- [WHAT YOU ARE ASKED TO DO]: Go through the entries below and print each one exactly, leaving out pictures.

Items listed in a dataset
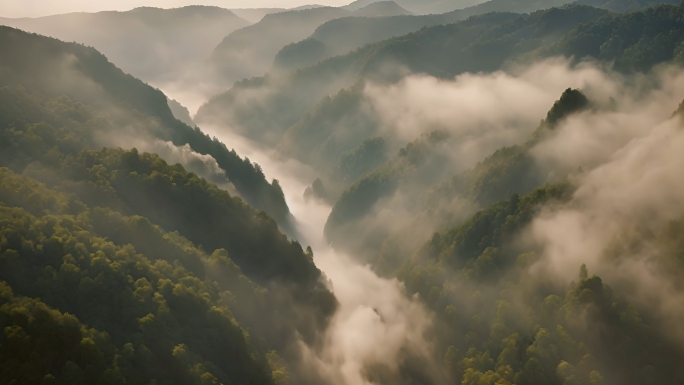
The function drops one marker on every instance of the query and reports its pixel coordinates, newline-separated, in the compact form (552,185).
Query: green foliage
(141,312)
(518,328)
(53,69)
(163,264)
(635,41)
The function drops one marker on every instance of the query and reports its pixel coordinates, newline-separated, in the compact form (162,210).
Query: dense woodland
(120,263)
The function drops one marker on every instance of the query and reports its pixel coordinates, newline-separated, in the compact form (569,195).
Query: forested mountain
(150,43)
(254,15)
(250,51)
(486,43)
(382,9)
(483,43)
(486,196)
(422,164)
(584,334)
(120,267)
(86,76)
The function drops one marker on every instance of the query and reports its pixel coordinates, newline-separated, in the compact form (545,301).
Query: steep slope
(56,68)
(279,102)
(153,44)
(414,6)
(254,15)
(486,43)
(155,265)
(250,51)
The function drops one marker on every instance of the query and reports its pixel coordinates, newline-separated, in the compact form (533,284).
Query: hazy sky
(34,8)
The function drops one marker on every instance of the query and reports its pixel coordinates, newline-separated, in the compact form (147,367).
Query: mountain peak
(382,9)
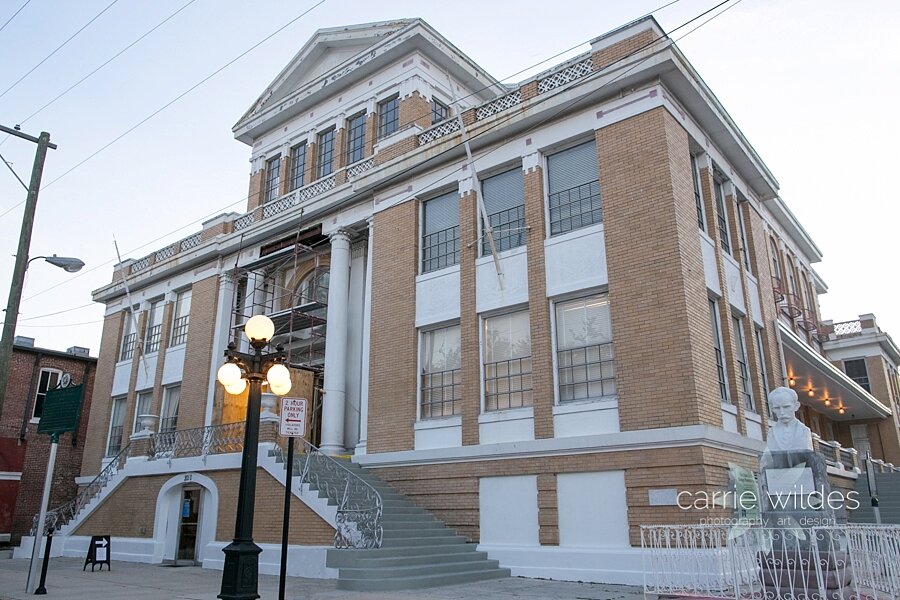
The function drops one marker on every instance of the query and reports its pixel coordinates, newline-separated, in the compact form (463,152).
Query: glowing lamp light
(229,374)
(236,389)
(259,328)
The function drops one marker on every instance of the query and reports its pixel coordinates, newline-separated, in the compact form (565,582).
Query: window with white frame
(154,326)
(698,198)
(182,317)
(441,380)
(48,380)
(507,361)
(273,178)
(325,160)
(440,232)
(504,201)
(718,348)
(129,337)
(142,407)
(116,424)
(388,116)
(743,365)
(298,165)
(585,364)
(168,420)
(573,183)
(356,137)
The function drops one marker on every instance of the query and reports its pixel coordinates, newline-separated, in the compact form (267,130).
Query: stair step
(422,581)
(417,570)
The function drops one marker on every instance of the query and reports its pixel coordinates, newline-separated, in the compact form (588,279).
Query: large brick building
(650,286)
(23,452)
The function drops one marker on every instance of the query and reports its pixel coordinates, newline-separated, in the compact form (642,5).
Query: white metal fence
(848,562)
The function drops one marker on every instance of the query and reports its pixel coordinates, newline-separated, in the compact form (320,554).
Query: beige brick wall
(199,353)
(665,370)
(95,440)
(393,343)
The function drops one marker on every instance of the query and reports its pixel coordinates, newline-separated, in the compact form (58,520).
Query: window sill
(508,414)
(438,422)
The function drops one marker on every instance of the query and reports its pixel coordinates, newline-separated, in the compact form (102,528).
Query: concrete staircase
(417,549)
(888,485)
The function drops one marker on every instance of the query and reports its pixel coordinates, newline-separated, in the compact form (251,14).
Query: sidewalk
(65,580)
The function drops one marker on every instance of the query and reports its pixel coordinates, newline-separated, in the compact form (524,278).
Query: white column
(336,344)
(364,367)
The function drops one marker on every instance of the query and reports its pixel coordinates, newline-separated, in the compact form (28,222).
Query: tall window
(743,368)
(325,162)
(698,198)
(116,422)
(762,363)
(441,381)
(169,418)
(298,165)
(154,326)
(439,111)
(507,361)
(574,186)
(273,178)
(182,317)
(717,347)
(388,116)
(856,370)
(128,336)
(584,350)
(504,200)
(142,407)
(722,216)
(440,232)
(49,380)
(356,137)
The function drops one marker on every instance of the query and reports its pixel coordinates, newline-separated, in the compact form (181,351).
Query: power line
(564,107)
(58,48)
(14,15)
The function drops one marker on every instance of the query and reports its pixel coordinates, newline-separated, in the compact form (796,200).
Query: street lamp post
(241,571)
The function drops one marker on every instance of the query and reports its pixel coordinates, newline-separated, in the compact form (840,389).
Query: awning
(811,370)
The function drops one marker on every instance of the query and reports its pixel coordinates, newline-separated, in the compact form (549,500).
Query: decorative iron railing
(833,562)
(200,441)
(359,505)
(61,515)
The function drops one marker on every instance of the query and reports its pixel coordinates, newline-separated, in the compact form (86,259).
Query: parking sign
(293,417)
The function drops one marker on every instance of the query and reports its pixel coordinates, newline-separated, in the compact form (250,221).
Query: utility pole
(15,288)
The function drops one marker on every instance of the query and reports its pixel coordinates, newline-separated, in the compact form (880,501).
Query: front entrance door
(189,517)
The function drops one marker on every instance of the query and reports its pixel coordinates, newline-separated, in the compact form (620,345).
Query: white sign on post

- [WRITTEN RESPONSE]:
The function drops one marker on every instance of the query and reports its pixel coordinates, newline-separated, in the compact form (552,185).
Query: green foliage
(141,312)
(518,328)
(53,69)
(163,264)
(635,41)
The function drops one marker on every instance of the query and reports its pixel coordinates, newline-separated, in the compact form (162,210).
Query: dense woodland
(120,263)
The function drops one marker on every instance of the query and reports its pixel coordinates, newline-separated, in the compact form (569,195).
Query: forested mountain
(150,43)
(254,15)
(250,51)
(486,43)
(382,9)
(483,43)
(486,196)
(422,164)
(584,334)
(120,267)
(86,76)
The function drops one marker on every instance of the query and reports its pixel coordinates, newline-separated, in the compact form (545,301).
Query: steep slope
(56,68)
(279,102)
(153,44)
(414,6)
(254,15)
(486,43)
(155,265)
(250,51)
The function drops one marker on every instance of the query and reports its pixel coordinates, newline-separated, in the compact form (533,284).
Query: hazy sky
(34,8)
The function drops one marker on every instance of the query and reports its pixel coordinates, newline-separated, in the compact form (147,367).
Query: mountain peak
(382,9)
The function drops one marker on every instance of the query and reports its pixel coordinates, newline-separated, in the compact form (463,152).
Query: glowing lamp light
(229,374)
(236,389)
(259,328)
The function drops one marker on every instance of the query and reports its pixel coordinates, newline-separated, in the compact form (565,582).
Query: window with white frame
(154,326)
(698,198)
(182,317)
(441,380)
(48,380)
(507,361)
(273,178)
(325,160)
(440,232)
(504,201)
(718,348)
(129,337)
(142,407)
(116,424)
(388,116)
(743,365)
(298,165)
(585,364)
(168,420)
(573,183)
(356,137)
The function drops one marker on every instance of the query and reports its pixel coordinates, newline-separated, in the compact form (267,130).
Query: stair step
(422,581)
(417,570)
The function drops one marker on every instance of the query and reports its pixel coordinates, newline-separated, in the compact form (588,279).
Query: large brick building
(650,286)
(23,452)
The function drops one marker on every instance of the query and reports its pixel coordinates, newline-separated, in the compact form (642,5).
Query: white metal fence
(848,562)
The function drops one marker on every instance of the query and reports its pixel coordinates, newline-separated, in the compact form (320,554).
Query: beige brick wall
(199,353)
(665,370)
(95,440)
(393,343)
The function drops one marker on every instance of the query and reports its pixel coordinates, newline-separated, in the compact form (58,520).
Query: window sill
(508,414)
(438,422)
The function drops one marker on every instance of the query and reports its pixel coordinates, newline-separated, in the compact form (102,528).
Query: concrete staircase
(417,549)
(888,485)
The function drops one marker on every instance of the query and reports its pixel coordinates, newline-separated, in the compact form (251,14).
Query: sidewalk
(65,580)
The function drops one marker on every instance of the query and reports its pixel coordinates, newline-separated, in the compact form (524,278).
Query: white column
(336,344)
(364,367)
The function drops one marker on every instance of the query and reports its pixel coordinates, newline-separated, in the compact form (28,222).
Query: tall window
(743,368)
(325,162)
(698,198)
(116,422)
(762,363)
(441,381)
(169,418)
(298,165)
(154,326)
(439,111)
(507,361)
(574,186)
(273,178)
(182,317)
(717,347)
(388,116)
(856,370)
(128,336)
(584,350)
(504,200)
(142,407)
(722,216)
(440,232)
(49,380)
(356,137)
The function drops one marker on every instance of the query and reports its pixel coordinates, newline-separated, in the compact form (181,351).
Query: power line
(564,107)
(58,48)
(14,15)
The function drops one marker on every instance of the query and reports its pixel coordinates, newline-separated, in the compact form (796,200).
Query: street lamp post
(241,571)
The function drops one marker on every instance of the query and reports its pixel coordinates, newline-separated, in the compact form (840,389).
Query: awning
(811,370)
The function drops one marker on every instance of the query and reports its pixel coordinates, newline-separated, in the compact form (549,500).
Query: decorative iron railing
(833,562)
(200,441)
(359,505)
(61,515)
The function drops one marker on every instance of the query and reports its pixel coordinates, newline-separated, in the compact form (86,259).
Query: parking sign
(293,417)
The function drops one marker on every instance of the query and reports its pixel coordinates, newline-separated, in the compact form (250,221).
Query: utility pole
(15,288)
The function drops one marker on every instance of the query and reports its pixel coordinates, newline-separated, in the compact form (880,501).
Query: front entrance door
(189,517)
The function drops one marker on every instance of the query and reports its pixel coordinates, newline-separated, in the compact form (620,345).
Query: white sign on post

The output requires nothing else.